WHAT YOU NEED TO DO:
Translate this sentence from the text on Giacomo Filippo Maraldi into Spanish: "His most famous astronomical discovery was that the ice caps on Mars are not exactly on the rotational poles of that body."

TEXT PASSAGE:
+++

Giacomo Filippo Maraldi (21 August 1665 – 1 December 1729) was a French-Italian astronomer and mathematician. His name is also given as Jacques Philippe Maraldi.
Born in Perinaldo (modern Liguria) he was the nephew of Giovanni Cassini, and worked most of his life at the Paris Observatory (1687 – 1718). He also is the uncle of Jean-Dominique Maraldi.

From 1700 until 1718 he worked on a catalog of fixed stars, and from 1672 until 1719 he studied Mars extensively.
His most famous astronomical discovery was that the ice caps on Mars are not exactly on the rotational poles of that body. He also recognized (in May 1724) that the corona visible during a solar eclipse belongs to the Sun not to the Moon, and he discovered R Hydrae as a variable star. He also helped with the survey based on the Paris Meridian.

In 1723 he also confirmed earlier (1715) discovery of his pupil Joseph-Nicolas Delisle of what is usually referred to as Poisson's spot, an observation that was unrecognized until its rediscovery in the early 19th century by Dominique Arago.  At the time of Arago's discovery, Poisson's spot gave convincing evidence for the contested wave nature of light.

+++

(Records from a dataset)
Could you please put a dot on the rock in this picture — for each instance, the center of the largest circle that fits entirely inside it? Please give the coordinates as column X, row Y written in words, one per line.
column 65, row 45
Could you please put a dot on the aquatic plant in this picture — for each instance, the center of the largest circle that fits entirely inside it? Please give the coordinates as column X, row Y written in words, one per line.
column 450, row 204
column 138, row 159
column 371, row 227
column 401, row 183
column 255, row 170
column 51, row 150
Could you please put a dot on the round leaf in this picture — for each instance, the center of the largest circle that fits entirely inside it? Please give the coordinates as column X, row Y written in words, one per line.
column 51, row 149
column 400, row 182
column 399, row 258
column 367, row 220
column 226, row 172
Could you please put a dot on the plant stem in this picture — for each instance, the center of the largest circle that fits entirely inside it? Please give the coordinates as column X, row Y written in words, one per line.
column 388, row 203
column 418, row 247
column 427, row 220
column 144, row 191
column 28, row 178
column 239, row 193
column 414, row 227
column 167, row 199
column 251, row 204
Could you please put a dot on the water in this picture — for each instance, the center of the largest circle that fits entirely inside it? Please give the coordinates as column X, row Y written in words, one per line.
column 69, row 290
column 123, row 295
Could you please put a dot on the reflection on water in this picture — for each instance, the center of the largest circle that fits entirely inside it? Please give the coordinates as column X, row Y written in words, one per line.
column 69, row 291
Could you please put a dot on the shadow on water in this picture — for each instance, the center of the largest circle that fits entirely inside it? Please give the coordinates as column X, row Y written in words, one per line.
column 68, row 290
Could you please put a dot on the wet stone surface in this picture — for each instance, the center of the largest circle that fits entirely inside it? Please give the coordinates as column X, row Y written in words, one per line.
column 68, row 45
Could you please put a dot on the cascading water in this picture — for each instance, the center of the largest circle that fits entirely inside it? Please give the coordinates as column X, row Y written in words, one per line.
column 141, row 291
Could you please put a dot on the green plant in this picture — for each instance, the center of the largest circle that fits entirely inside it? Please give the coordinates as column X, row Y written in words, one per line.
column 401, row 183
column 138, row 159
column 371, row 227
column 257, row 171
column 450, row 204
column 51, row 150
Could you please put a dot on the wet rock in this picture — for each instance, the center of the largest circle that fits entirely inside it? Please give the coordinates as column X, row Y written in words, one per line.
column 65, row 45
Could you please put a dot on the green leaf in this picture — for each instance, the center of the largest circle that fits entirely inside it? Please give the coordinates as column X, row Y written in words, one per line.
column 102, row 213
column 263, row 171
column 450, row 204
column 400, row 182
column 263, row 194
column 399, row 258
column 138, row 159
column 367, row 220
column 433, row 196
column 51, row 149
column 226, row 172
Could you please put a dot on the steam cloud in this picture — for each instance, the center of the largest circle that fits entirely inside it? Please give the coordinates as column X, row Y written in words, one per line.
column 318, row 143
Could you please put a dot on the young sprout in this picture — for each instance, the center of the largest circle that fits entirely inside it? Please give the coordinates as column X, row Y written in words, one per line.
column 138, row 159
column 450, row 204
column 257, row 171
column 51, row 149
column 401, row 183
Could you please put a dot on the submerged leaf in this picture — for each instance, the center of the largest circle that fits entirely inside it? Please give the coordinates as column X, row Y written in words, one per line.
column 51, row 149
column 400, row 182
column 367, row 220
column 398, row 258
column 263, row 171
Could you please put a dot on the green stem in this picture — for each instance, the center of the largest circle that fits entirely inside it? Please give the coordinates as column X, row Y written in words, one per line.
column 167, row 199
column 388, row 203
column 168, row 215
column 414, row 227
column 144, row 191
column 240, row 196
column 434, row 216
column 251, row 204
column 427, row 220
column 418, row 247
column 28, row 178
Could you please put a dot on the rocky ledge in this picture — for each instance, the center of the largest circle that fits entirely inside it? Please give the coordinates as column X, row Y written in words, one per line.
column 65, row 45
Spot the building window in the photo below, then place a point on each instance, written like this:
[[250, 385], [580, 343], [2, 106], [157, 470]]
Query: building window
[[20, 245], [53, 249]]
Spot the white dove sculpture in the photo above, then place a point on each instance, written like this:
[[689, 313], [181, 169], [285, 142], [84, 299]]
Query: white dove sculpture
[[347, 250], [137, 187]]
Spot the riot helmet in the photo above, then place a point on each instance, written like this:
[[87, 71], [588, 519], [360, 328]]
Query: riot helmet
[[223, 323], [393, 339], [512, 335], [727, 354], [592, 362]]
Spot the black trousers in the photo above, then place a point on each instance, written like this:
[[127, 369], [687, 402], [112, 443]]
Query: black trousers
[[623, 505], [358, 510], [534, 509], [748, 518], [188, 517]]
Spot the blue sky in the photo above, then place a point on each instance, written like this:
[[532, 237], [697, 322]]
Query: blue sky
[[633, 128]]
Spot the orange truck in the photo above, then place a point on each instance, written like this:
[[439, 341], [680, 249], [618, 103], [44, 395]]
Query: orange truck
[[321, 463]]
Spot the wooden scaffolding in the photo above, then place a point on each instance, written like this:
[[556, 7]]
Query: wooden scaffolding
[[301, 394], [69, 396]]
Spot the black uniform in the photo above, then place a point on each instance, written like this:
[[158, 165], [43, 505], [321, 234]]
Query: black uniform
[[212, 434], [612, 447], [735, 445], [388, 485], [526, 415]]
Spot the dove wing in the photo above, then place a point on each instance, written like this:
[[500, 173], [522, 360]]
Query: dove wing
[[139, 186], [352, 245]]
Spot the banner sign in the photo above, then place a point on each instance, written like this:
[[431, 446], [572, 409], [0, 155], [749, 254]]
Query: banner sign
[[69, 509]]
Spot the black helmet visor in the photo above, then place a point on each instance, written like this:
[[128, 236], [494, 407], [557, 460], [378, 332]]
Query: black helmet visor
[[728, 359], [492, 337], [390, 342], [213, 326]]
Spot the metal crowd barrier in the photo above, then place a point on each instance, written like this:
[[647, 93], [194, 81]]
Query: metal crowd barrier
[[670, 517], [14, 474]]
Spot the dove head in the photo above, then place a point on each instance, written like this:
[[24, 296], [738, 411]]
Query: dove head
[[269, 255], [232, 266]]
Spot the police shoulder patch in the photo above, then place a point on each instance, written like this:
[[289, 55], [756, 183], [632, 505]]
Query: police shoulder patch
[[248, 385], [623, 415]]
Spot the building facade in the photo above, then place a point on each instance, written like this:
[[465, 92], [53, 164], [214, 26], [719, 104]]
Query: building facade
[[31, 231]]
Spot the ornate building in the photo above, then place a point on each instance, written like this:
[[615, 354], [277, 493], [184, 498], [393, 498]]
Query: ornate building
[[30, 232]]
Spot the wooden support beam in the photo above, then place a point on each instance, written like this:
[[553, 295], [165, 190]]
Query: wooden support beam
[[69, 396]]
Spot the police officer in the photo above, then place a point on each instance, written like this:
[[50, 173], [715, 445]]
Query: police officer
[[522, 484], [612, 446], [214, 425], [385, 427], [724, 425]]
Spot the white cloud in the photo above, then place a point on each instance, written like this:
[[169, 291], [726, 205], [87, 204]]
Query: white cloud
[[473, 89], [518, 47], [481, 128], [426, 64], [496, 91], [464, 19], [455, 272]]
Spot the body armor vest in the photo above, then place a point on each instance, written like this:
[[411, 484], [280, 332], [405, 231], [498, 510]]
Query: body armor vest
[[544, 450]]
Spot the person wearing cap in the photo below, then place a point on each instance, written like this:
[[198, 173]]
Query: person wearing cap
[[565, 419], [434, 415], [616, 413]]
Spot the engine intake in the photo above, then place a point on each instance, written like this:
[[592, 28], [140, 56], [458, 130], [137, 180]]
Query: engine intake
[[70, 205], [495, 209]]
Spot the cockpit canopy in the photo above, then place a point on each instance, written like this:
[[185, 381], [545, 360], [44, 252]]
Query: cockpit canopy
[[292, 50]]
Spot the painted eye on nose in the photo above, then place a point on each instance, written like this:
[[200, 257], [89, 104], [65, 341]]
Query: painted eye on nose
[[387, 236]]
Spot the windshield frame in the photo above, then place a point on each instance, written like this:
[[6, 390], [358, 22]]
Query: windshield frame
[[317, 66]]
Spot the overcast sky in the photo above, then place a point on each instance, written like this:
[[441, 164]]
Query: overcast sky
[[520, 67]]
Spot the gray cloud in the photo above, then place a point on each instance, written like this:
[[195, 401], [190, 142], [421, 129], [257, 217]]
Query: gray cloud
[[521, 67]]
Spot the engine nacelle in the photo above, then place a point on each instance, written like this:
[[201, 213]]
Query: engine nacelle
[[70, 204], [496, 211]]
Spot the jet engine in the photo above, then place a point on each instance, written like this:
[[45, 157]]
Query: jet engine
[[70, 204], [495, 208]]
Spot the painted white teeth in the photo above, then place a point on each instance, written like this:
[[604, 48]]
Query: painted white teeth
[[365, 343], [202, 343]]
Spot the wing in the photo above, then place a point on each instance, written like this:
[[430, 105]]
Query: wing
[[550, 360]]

+++

COMPLETE RESPONSE:
Su descubrimiento astronómico más famoso fue que los casquetes de hielo de Marte no se encuentran exactamente sobre los polos de rotación de ese cuerpo.